GIVEN DATA:
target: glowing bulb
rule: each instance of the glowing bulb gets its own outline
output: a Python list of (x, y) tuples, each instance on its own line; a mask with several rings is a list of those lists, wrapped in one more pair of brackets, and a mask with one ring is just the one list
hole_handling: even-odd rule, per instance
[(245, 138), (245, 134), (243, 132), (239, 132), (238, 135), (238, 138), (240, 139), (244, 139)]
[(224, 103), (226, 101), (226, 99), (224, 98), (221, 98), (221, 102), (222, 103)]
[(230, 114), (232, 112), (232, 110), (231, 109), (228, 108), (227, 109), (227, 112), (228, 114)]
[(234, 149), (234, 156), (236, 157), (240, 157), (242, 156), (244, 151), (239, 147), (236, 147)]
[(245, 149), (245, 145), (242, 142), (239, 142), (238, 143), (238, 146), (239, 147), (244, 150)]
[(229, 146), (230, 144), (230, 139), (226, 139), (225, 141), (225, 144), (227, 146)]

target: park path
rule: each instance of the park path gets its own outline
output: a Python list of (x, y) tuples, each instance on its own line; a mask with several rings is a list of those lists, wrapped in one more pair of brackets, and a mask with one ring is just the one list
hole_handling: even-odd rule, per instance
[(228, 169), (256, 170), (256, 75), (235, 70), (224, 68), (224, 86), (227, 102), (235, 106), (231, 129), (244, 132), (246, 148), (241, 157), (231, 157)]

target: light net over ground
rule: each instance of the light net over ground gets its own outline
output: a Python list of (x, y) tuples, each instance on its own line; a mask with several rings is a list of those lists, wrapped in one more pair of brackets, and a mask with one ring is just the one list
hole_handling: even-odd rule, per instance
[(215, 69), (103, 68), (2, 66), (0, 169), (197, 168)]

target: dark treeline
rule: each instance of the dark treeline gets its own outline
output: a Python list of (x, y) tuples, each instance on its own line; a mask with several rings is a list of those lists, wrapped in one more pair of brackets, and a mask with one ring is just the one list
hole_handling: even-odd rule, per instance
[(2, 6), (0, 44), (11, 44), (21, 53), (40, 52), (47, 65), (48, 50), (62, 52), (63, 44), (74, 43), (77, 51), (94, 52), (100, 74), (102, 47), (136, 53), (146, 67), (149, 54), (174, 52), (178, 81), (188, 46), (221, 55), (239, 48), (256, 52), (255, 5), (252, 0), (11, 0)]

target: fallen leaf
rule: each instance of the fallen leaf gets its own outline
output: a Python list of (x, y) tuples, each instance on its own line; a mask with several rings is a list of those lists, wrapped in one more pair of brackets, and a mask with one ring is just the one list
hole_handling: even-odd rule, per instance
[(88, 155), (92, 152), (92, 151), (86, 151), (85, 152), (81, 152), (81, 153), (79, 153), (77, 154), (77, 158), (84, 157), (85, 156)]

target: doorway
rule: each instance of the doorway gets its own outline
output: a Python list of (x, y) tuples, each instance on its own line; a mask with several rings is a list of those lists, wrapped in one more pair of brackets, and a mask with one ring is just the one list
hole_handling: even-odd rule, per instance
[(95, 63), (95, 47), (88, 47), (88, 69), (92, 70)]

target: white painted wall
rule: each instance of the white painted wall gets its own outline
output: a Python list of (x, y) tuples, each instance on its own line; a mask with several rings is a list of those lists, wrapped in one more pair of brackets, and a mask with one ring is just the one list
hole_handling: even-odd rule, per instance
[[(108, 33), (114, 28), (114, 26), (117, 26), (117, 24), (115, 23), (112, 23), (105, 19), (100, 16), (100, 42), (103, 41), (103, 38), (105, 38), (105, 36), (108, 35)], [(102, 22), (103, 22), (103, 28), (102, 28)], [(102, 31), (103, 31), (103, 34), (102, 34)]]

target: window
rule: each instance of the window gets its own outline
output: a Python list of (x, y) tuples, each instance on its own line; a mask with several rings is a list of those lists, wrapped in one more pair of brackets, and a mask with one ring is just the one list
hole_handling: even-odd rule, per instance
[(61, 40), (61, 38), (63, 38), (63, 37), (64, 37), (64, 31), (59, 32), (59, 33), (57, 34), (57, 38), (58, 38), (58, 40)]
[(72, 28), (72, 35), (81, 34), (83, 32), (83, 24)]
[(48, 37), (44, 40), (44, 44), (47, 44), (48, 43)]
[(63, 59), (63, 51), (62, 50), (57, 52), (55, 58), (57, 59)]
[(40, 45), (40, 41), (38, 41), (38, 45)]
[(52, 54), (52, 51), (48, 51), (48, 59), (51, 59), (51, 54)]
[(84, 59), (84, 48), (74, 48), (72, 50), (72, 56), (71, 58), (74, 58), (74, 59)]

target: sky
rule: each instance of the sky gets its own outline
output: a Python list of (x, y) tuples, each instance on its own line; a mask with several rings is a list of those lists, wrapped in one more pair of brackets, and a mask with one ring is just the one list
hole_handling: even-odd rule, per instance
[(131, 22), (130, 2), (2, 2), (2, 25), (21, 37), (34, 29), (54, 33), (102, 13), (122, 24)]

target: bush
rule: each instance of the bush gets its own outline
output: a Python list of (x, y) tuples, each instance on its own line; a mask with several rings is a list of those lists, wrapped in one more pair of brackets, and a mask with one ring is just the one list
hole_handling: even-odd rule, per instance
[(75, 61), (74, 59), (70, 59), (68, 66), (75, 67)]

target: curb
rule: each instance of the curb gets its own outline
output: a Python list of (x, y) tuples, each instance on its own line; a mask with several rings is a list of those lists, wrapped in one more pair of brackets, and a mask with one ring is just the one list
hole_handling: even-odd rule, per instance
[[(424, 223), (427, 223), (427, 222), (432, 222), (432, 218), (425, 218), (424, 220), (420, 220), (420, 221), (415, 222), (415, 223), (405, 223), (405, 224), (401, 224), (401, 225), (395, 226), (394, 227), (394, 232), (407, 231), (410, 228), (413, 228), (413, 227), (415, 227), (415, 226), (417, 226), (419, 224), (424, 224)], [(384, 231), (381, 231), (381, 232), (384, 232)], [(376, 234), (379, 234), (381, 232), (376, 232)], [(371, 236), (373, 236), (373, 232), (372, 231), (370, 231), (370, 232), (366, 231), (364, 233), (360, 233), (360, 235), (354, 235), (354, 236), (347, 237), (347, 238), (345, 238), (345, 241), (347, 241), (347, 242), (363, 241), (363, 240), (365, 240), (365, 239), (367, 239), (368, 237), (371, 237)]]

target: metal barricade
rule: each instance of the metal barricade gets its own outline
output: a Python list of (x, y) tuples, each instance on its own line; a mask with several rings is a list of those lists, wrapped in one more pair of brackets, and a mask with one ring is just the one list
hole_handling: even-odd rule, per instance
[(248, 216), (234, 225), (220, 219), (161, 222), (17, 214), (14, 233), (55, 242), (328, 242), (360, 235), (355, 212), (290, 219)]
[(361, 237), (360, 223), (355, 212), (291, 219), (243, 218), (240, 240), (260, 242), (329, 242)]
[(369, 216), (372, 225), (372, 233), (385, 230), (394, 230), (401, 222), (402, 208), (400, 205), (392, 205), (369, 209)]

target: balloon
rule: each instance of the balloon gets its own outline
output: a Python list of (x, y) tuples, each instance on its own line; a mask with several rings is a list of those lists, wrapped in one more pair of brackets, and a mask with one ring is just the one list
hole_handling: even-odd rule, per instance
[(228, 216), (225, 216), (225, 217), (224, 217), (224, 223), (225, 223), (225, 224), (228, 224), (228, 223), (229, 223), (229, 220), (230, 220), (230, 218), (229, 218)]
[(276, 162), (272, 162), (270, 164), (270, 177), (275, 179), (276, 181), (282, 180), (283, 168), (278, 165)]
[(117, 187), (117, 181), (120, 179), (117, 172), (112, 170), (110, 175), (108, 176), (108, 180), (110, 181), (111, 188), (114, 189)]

EXERCISE DIRECTIONS: Reproduce all of the entries above verbatim, line for line and in their original order.

IN RESPONSE:
target: glowing bulb
rule: each instance of the glowing bulb gets its own outline
output: a Python list of (x, y) tuples, each instance on its own line; a mask with several rings is a list of those lists, wrapped in one more pair of brackets, and a mask with one ring is just the one list
hole_handling: even-odd rule, per instance
[(245, 138), (245, 134), (243, 132), (239, 132), (238, 135), (238, 138), (240, 139), (244, 139)]
[(224, 103), (226, 101), (226, 99), (224, 98), (221, 98), (221, 102), (222, 103)]
[(230, 114), (232, 112), (232, 110), (231, 109), (228, 108), (227, 109), (227, 112), (228, 114)]
[(234, 149), (234, 156), (236, 157), (240, 157), (242, 156), (244, 151), (239, 147), (236, 147)]
[(245, 149), (245, 145), (242, 142), (239, 142), (238, 143), (238, 146), (239, 147), (244, 150)]
[(229, 146), (230, 144), (230, 139), (226, 139), (225, 141), (225, 144), (227, 146)]

target: park path
rule: each instance of the park path gets its own outline
output: a Python list of (x, y) tuples, each instance on its own line; a mask with several rings is a list of those lists, wrapped in one more pair of brackets, and a mask with one ring is just the one list
hole_handling: even-odd rule, per instance
[(228, 169), (256, 170), (256, 75), (235, 70), (224, 68), (224, 86), (227, 102), (235, 106), (231, 129), (244, 132), (246, 148), (241, 157), (231, 157)]

target: light net over ground
rule: each instance of the light net over ground gets its own outline
output: a Python list of (x, y) tuples, each instance on its own line; a mask with several rings is a list of those lists, wrapped in one more pair of brackets, and a mask with one ring is just the one list
hole_handling: even-odd rule, per instance
[(215, 69), (103, 68), (2, 66), (0, 169), (197, 168)]

target: dark treeline
rule: each instance of the dark treeline gets its own outline
output: a Python list of (x, y) tuples, each instance on its own line; a mask with several rings is a list of those lists, wrapped in one more pair of brackets, and a mask with one ring is just the one list
hole_handling: even-odd rule, per instance
[(2, 6), (0, 44), (11, 44), (21, 53), (40, 52), (47, 65), (48, 50), (62, 52), (63, 44), (74, 43), (77, 51), (94, 52), (100, 74), (102, 47), (136, 53), (146, 67), (149, 54), (174, 52), (178, 81), (188, 46), (221, 55), (239, 48), (256, 52), (255, 5), (252, 0), (11, 0)]

target: fallen leaf
rule: each instance of the fallen leaf gets its own outline
output: a Python list of (x, y) tuples, each instance on its own line; a mask with several rings is a list of those lists, wrapped in one more pair of brackets, and a mask with one ring is just the one list
hole_handling: even-odd rule, per instance
[(88, 155), (92, 152), (92, 151), (86, 151), (85, 152), (81, 152), (81, 153), (79, 153), (77, 154), (77, 158), (84, 157), (85, 156)]

target: doorway
rule: each instance of the doorway gets its own outline
output: a Python list of (x, y) tuples, each instance on its own line; a mask with several rings is a list of those lists, wrapped in one more pair of brackets, and a mask with one ring is just the one list
hole_handling: even-odd rule, per instance
[(95, 63), (95, 47), (88, 47), (88, 69), (92, 70)]

target: white painted wall
rule: each instance of the white painted wall gets its own outline
output: a Python list of (x, y) tuples, each instance on its own line; a mask with several rings is a list of those lists, wrapped in one more pair of brackets, and a mask with one ring is just the one list
hole_handling: even-odd rule, per instance
[[(108, 33), (114, 28), (114, 26), (117, 26), (117, 24), (115, 23), (112, 23), (105, 19), (100, 16), (100, 42), (103, 41), (103, 38), (105, 38), (105, 36), (108, 35)], [(102, 22), (103, 22), (103, 28), (102, 28)], [(102, 31), (103, 31), (103, 34), (102, 34)]]

target: window
rule: each instance of the window gets its own outline
output: a Python list of (x, y) tuples, each instance on its own line; a mask with several rings is a list of those lists, wrapped in one more pair of brackets, and a mask with one ring is just the one list
hole_handling: even-odd rule, per instance
[(61, 40), (61, 38), (63, 38), (63, 37), (64, 37), (64, 31), (59, 32), (59, 33), (57, 34), (57, 38), (58, 38), (58, 40)]
[(72, 28), (72, 35), (81, 34), (83, 32), (83, 24)]
[(48, 37), (44, 40), (44, 44), (47, 44), (48, 43)]
[(63, 59), (63, 51), (62, 50), (57, 52), (55, 58), (57, 59)]
[(40, 45), (40, 41), (38, 41), (38, 45)]
[(52, 54), (52, 51), (48, 51), (48, 59), (51, 59), (51, 54)]
[(84, 59), (84, 48), (74, 48), (72, 50), (72, 56), (71, 58), (74, 58), (74, 59)]

target: sky
rule: each instance of the sky gets its own outline
output: a Python list of (x, y) tuples, each instance on its own line; a mask with several rings is a list of those lists, wrapped in one more pair of brackets, and a mask with one ring is just the one list
hole_handling: even-odd rule, per instance
[(131, 22), (130, 2), (2, 2), (2, 25), (21, 37), (34, 29), (54, 33), (102, 13), (122, 24)]

target: bush
rule: each instance of the bush gets its own outline
output: a Python list of (x, y) tuples, each instance on its own line; a mask with several rings is a list of those lists, wrapped in one more pair of brackets, and a mask with one ring is just the one list
hole_handling: even-odd rule, per instance
[(75, 61), (74, 59), (70, 59), (68, 66), (75, 67)]

target: curb
rule: each instance of the curb gets its own outline
output: a Python list of (x, y) tuples, each instance on its own line; a mask with several rings is a list of those lists, wrapped in one more pair of brackets, and a mask with one ring is just the one list
hole_handling: even-odd rule, per instance
[[(424, 223), (427, 223), (427, 222), (432, 222), (432, 218), (425, 218), (424, 220), (420, 220), (420, 221), (415, 222), (415, 223), (405, 223), (405, 224), (401, 224), (401, 225), (395, 226), (394, 227), (394, 232), (407, 231), (410, 228), (413, 228), (413, 227), (415, 227), (415, 226), (417, 226), (419, 224), (424, 224)], [(384, 231), (381, 231), (381, 232), (384, 232)], [(376, 234), (379, 234), (381, 232), (376, 232)], [(371, 236), (373, 236), (373, 232), (372, 231), (370, 231), (370, 232), (366, 231), (364, 233), (360, 233), (360, 235), (354, 235), (354, 236), (347, 237), (347, 238), (345, 238), (345, 241), (347, 241), (347, 242), (363, 241), (363, 240), (365, 240), (365, 239), (367, 239), (368, 237), (371, 237)]]

target: metal barricade
rule: each instance of the metal barricade gets its own outline
output: a Python list of (x, y) tuples, each instance on its own line; a mask with several rings is a list of those lists, wrapped in one more pair of brackets, and a mask with one ring is just the one list
hole_handling: even-odd rule, per instance
[(248, 216), (234, 225), (220, 219), (161, 222), (17, 214), (14, 233), (55, 242), (328, 242), (360, 235), (355, 212), (290, 219)]
[(361, 237), (360, 223), (355, 212), (291, 219), (243, 218), (240, 240), (260, 242), (329, 242)]
[(369, 216), (372, 225), (372, 233), (385, 230), (394, 230), (401, 222), (402, 208), (400, 205), (392, 205), (369, 209)]

target: balloon
rule: each instance of the balloon gets its own outline
output: a Python list of (x, y) tuples, each instance on its own line; a mask with several rings is a list of those lists, wrapped in one more pair of brackets, and a mask with one ring is just the one list
hole_handling: even-odd rule, per instance
[(228, 216), (225, 216), (225, 217), (224, 217), (224, 223), (225, 223), (225, 224), (228, 224), (228, 223), (229, 223), (229, 220), (230, 220), (230, 218), (229, 218)]
[(276, 162), (272, 162), (270, 164), (270, 177), (275, 179), (276, 181), (282, 180), (283, 168), (278, 165)]
[(117, 187), (117, 181), (120, 179), (117, 172), (112, 170), (110, 175), (108, 176), (108, 180), (110, 181), (111, 188), (114, 189)]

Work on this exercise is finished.